Supplied material »
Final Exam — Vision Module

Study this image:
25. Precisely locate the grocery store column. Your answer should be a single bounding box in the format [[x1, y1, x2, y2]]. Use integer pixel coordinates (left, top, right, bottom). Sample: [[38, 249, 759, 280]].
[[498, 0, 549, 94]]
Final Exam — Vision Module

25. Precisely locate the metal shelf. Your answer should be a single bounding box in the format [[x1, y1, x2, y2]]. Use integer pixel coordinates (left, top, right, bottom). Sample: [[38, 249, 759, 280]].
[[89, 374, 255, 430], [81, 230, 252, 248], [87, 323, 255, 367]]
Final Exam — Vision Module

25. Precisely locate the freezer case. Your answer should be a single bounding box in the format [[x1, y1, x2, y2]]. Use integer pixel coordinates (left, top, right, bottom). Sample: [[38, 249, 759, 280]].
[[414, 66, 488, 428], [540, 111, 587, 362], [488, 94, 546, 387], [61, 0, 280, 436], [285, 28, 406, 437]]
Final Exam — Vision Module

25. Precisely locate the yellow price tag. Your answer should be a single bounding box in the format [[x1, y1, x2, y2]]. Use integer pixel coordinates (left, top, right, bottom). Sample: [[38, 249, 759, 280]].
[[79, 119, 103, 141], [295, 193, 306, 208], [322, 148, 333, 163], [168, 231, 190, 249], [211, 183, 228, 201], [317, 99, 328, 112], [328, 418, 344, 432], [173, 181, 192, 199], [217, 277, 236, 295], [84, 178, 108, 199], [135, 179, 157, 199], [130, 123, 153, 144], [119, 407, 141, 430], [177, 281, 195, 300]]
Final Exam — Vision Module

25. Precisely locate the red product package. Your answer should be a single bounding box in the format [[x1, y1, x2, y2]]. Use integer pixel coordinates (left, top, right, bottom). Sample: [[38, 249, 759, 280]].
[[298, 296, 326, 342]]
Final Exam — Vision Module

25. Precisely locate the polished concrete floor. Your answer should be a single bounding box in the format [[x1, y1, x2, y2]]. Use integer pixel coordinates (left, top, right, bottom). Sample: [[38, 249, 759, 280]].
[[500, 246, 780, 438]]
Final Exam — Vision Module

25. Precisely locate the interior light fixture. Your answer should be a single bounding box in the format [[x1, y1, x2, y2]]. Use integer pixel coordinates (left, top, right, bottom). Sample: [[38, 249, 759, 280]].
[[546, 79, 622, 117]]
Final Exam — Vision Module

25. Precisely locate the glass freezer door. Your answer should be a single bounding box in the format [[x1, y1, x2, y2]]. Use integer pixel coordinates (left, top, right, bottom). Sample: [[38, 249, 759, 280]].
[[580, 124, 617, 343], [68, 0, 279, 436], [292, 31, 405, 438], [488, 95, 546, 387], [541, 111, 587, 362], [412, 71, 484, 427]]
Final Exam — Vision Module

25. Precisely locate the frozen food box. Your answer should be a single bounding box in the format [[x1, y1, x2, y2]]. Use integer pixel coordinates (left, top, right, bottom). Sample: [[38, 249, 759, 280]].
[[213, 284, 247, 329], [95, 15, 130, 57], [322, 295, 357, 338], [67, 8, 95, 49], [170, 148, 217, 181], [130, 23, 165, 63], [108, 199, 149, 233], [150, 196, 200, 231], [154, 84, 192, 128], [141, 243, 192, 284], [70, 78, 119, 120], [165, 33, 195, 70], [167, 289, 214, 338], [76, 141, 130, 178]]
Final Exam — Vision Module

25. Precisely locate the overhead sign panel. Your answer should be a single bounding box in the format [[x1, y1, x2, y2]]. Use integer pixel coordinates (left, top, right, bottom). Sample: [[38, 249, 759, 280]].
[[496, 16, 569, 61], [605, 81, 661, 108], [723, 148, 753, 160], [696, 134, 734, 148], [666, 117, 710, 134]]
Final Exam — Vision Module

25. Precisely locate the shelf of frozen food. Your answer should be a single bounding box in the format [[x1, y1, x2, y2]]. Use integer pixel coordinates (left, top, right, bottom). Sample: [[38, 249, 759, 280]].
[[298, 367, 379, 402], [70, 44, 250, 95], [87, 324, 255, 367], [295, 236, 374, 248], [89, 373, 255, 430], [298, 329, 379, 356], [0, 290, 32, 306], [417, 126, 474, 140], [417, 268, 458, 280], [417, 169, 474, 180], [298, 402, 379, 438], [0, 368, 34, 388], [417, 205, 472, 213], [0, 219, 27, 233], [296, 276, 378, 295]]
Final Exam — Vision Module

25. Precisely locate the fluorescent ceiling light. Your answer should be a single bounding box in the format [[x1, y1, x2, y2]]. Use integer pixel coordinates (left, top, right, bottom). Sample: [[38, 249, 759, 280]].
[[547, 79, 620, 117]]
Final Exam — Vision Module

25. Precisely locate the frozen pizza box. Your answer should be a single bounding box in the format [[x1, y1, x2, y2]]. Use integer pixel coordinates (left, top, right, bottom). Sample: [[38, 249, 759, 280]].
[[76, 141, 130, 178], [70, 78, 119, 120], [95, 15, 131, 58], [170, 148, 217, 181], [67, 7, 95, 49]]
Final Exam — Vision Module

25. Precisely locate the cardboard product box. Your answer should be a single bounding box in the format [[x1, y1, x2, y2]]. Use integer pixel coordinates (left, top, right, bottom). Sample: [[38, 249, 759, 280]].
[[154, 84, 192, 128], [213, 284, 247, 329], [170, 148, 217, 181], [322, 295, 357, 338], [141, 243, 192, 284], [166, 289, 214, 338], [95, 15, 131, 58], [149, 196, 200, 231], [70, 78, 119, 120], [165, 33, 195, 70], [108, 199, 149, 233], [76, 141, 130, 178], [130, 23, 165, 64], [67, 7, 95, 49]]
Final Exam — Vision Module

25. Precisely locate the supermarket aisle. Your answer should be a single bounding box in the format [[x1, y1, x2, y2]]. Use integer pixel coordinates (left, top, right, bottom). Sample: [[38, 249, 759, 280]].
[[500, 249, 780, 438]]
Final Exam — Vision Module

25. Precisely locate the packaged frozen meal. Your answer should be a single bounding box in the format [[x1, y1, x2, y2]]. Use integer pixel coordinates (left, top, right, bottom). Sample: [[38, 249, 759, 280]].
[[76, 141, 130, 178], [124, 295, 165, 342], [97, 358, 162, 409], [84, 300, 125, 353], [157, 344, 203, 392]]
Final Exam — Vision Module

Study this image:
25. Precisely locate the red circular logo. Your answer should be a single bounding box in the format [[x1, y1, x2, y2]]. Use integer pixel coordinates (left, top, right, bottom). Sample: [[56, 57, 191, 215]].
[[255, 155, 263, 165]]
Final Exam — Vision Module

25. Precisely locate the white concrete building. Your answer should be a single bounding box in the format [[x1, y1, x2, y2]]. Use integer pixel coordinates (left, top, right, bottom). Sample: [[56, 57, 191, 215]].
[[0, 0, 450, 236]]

Direction » All of the records must be repeated exactly.

Solution »
Final Exam — Vision Module

Study this image:
25. Precisely locate the grocery store column. Your answer should be a single bounding box in the format [[x1, y1, x2, y2]]. Use integer pixel coordinates (left, top, right, bottom). Sample: [[38, 249, 759, 280]].
[[498, 0, 549, 94]]
Final Exam — Vision Module

25. Precisely locate the metal shelf. Your answer should be a single bounding box in the format [[x1, y1, x2, y2]]. Use integer pixel coordinates (left, top, right, bottom). Sample: [[38, 249, 759, 280]].
[[89, 374, 255, 430], [81, 230, 252, 248], [87, 323, 255, 367]]
Final Exam — Vision Module

25. Precisely locate the freezer case. Your answer should be a single bounding box in the format [[x1, y1, x2, y2]]. Use integer pixel coordinates (left, top, right, bottom). Sample: [[38, 249, 759, 280]].
[[414, 66, 488, 428], [540, 111, 587, 362], [488, 94, 546, 387], [61, 0, 280, 436], [285, 28, 406, 437]]
Final Exam — Vision Module

25. Precisely locate the yellow price tag. Your answer should be a single bounding box in the format [[x1, y1, x2, y2]]. Use integer pixel coordinates (left, top, right, bottom). Sample: [[38, 249, 759, 280]].
[[79, 119, 103, 141], [295, 193, 306, 208], [322, 148, 333, 163], [168, 231, 190, 249], [211, 183, 228, 201], [317, 99, 328, 112], [328, 418, 344, 432], [173, 181, 192, 199], [217, 277, 236, 295], [84, 178, 108, 199], [135, 179, 157, 199], [130, 123, 153, 144], [119, 407, 141, 430], [177, 281, 195, 300]]
Final Exam — Vision Module

25. Precisely locate the red product package. Your answer should be a single bounding box in the format [[x1, y1, x2, y2]]. Use integer pixel coordinates (left, top, right, bottom). Sample: [[38, 249, 759, 280]].
[[298, 296, 326, 342]]
Final Exam — Vision Module

25. Precisely locate the polished concrete floor. Your answer should be a single bounding box in the format [[x1, y1, x2, y2]]. Use integer pixel coordinates (left, top, right, bottom). Sample: [[38, 249, 759, 280]].
[[500, 246, 780, 438]]
Final Exam — Vision Module

25. Precisely locate the interior light fixture. Your answer should be a single bounding box in the format [[x1, y1, x2, y2]]. Use integer pixel coordinates (left, top, right, bottom). Sample: [[38, 249, 759, 280]].
[[546, 79, 622, 117]]
Final Exam — Vision Module

25. Precisely locate the glass freezer door. Your answer should be a single bounding box in the format [[x1, y1, x2, y2]]. Use integer pixel coordinates (left, top, right, bottom). Sample: [[38, 249, 759, 280]].
[[580, 124, 617, 343], [68, 0, 279, 436], [292, 31, 405, 438], [488, 95, 546, 387], [541, 111, 587, 362], [412, 71, 484, 427]]
Final Exam — Vision Module

25. Precisely locate the frozen food box. Your answer should be a single bounding box in the format [[x1, y1, x2, y2]]. Use integer pixel coordinates (left, top, right, bottom). Sample: [[38, 249, 759, 280]].
[[213, 284, 247, 329], [95, 15, 130, 57], [322, 295, 357, 338], [67, 8, 95, 49], [170, 148, 217, 181], [130, 23, 165, 63], [108, 199, 149, 233], [150, 196, 200, 231], [154, 84, 192, 128], [141, 243, 192, 284], [70, 78, 119, 120], [165, 33, 195, 70], [167, 289, 214, 338], [76, 141, 130, 178]]
Final Exam — Vision Module

25. Precisely locate the overhead sign panel. Your answer should be a single bounding box in the format [[x1, y1, x2, y2]]. Use integer pixel coordinates (left, top, right, bottom). Sample: [[38, 249, 759, 280]].
[[496, 16, 569, 61], [605, 81, 661, 108], [723, 148, 753, 160], [696, 134, 734, 148], [666, 117, 710, 134]]
Final Exam — Vision Module

25. Precisely locate the shelf of frozen food. Your answer should be a single bounding box in the format [[x1, y1, x2, y2]]. Use integer pixel coordinates (left, top, right, bottom). Sample: [[38, 249, 759, 280]].
[[298, 367, 379, 402], [70, 44, 250, 95], [87, 324, 255, 367], [295, 236, 374, 248], [89, 373, 255, 430], [298, 329, 379, 356], [0, 290, 32, 306], [417, 126, 474, 140], [417, 268, 458, 280], [417, 169, 474, 180], [298, 402, 379, 438], [0, 368, 34, 388], [417, 205, 472, 213], [0, 219, 27, 233], [296, 276, 378, 295]]
Final Exam — Vision Module

25. Precisely locate the fluorescent ceiling light. Your answer should be a single bounding box in the format [[x1, y1, x2, y2]]. Use integer pixel coordinates (left, top, right, bottom). Sample: [[38, 249, 759, 280]].
[[547, 79, 620, 117]]
Final Exam — Vision Module

25. Precisely locate the frozen pizza box. Your answer should be a single bounding box in the format [[x1, y1, x2, y2]]. Use integer pixel coordinates (left, top, right, bottom). Sample: [[38, 249, 759, 280]].
[[76, 141, 130, 178], [70, 78, 119, 120], [95, 15, 131, 58], [170, 148, 217, 181], [67, 7, 95, 49]]
Final Exam — Vision Module

25. Precisely locate the cardboard product box. Your answer should be a single bounding box in the format [[x1, y1, x2, y2]]. Use integer pixel coordinates (left, top, right, bottom). Sample: [[38, 249, 759, 280]].
[[154, 84, 192, 128], [213, 284, 247, 329], [170, 148, 217, 181], [322, 295, 357, 338], [141, 243, 192, 284], [166, 289, 214, 338], [95, 15, 131, 58], [149, 196, 200, 231], [70, 78, 119, 120], [165, 33, 195, 70], [108, 199, 149, 233], [76, 141, 130, 178], [130, 23, 165, 64], [67, 7, 95, 49]]
Final Exam — Vision Module

25. Precisely locate the supermarket aisle. Your answer should be a single bounding box in the format [[x1, y1, x2, y2]]. Use integer pixel coordinates (left, top, right, bottom). Sample: [[38, 249, 759, 280]].
[[500, 249, 780, 438]]
Final Exam — Vision Module

25. Precisely locate the packaged frozen meal. Your answer should be a single bounding box in the format [[x1, y1, x2, y2]]. Use integer pixel coordinates (left, top, right, bottom). Sample: [[38, 249, 759, 280]].
[[76, 141, 130, 178], [124, 295, 165, 342], [97, 358, 162, 409], [84, 300, 125, 353], [157, 344, 203, 392]]
Final Exam — Vision Module

Study this image:
25. Precisely locate the red circular logo. Your answer should be a single bounding box in the format [[x1, y1, x2, y2]]. Use integer pixel coordinates (left, top, right, bottom). Sample: [[56, 57, 191, 215]].
[[255, 155, 263, 165]]
Final Exam — Vision Module

25. Precisely locate the white concrete building. Your answer should be a single bounding box in the format [[x1, y1, x2, y2]]. Use integer pixel coordinates (left, top, right, bottom). Sample: [[56, 57, 191, 215]].
[[0, 0, 450, 236]]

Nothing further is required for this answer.